Description of the task:
Retype every entry exactly, character for character.

Data under study:
+-------+

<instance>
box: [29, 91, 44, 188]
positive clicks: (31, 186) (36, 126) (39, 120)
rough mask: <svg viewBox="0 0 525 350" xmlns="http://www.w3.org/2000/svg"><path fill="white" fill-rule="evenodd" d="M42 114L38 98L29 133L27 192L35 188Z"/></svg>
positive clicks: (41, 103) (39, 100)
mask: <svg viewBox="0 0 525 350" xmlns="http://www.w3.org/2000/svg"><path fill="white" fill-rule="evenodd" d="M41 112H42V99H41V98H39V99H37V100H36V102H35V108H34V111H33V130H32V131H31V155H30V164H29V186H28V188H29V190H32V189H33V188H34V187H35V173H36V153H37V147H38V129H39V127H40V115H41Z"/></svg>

+-------+

Answer for the task:
<instance>
box: [29, 91, 44, 188]
positive clicks: (31, 186) (36, 126) (39, 120)
rough mask: <svg viewBox="0 0 525 350" xmlns="http://www.w3.org/2000/svg"><path fill="white" fill-rule="evenodd" d="M42 114L38 98L29 133L27 192L35 188Z"/></svg>
positive clicks: (41, 103) (39, 100)
mask: <svg viewBox="0 0 525 350" xmlns="http://www.w3.org/2000/svg"><path fill="white" fill-rule="evenodd" d="M41 112H42V99H41V98H39V99H37V100H36V102H35V108H34V111H33V130H32V131H31V155H30V164H29V186H28V188H29V190H32V189H33V188H34V187H35V173H36V153H37V147H38V129H39V127H40V115H41Z"/></svg>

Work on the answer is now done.